**Provided data**
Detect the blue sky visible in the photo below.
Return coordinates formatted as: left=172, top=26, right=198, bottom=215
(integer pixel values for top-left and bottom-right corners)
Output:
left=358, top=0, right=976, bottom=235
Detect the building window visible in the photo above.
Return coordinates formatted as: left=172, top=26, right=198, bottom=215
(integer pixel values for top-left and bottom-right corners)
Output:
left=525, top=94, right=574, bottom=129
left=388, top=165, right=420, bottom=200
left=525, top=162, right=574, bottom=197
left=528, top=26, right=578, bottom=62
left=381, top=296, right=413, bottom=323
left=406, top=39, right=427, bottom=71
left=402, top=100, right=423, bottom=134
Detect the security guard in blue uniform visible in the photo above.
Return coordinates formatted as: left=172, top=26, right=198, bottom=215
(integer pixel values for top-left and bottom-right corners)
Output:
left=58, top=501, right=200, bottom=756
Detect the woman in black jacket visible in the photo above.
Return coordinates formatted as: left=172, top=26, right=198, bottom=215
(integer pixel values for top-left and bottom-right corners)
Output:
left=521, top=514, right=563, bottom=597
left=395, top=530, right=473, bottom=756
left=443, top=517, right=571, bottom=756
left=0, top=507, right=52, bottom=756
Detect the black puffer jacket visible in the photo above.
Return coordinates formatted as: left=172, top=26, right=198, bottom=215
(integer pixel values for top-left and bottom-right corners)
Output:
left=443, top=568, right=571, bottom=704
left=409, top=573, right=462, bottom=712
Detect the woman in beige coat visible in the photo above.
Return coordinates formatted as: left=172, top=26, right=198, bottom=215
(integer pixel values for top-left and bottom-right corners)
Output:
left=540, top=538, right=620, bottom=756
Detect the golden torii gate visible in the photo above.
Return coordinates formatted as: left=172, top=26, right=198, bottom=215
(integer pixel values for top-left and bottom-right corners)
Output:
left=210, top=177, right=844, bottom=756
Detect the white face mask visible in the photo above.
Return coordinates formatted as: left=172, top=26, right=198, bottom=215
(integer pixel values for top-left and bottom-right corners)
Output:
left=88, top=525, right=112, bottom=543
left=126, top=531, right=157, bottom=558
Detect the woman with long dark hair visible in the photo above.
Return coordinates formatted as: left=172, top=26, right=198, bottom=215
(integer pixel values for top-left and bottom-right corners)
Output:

**Job**
Reproduce the entire listing above verbatim, keeping every line unchanged and in the original order.

**Final answer**
Detect the blue sky visible in the photo below.
Return coordinates formatted as: left=172, top=26, right=198, bottom=215
(integer pixel values for top-left and bottom-right corners)
Output:
left=358, top=0, right=976, bottom=235
Detect the building window visible in the photo above.
Return coordinates formatted as: left=172, top=26, right=198, bottom=215
(integer pixel values for top-left and bottom-right corners)
Output:
left=525, top=94, right=574, bottom=129
left=388, top=165, right=420, bottom=200
left=525, top=162, right=574, bottom=197
left=528, top=26, right=578, bottom=62
left=381, top=296, right=413, bottom=323
left=406, top=39, right=427, bottom=71
left=402, top=100, right=423, bottom=134
Detect the security guard in blue uniform visible in the photo above.
Return coordinates formatted as: left=172, top=26, right=198, bottom=215
(integer pixel values for top-left and bottom-right corners)
Output:
left=58, top=501, right=200, bottom=756
Detect the woman in black jacket visible in the photo above.
Return coordinates formatted as: left=172, top=26, right=198, bottom=215
(integer pixel values for top-left and bottom-right corners)
Output:
left=521, top=514, right=563, bottom=597
left=395, top=530, right=473, bottom=756
left=443, top=517, right=571, bottom=756
left=0, top=507, right=52, bottom=756
Detect the black puffer jacket visible in the photo above.
Return coordinates formatted as: left=172, top=26, right=198, bottom=215
(integer pixel values for top-left and bottom-right corners)
Output:
left=443, top=568, right=571, bottom=704
left=409, top=573, right=462, bottom=712
Detect the woman in beige coat visible in the photo above.
Return coordinates formatted as: left=172, top=26, right=198, bottom=215
(integer pixel values for top-left and bottom-right corners)
Output:
left=540, top=538, right=620, bottom=756
Detect the golden torii gate visible in the photo above.
Return coordinates formatted as: left=172, top=26, right=198, bottom=215
(integer pixel values for top-left and bottom-right corners)
Output:
left=210, top=177, right=844, bottom=756
Detect the white face mask visible in the photo above.
Return coordinates formatted as: left=172, top=26, right=198, bottom=215
(integer pixel values for top-left and bottom-right corners)
Output:
left=88, top=525, right=112, bottom=543
left=126, top=531, right=157, bottom=558
Detect the woman with long dark hair visible in the photo above.
Return coordinates formatted as: left=172, top=26, right=198, bottom=215
(integer pixel values for top-left and bottom-right corners)
Output:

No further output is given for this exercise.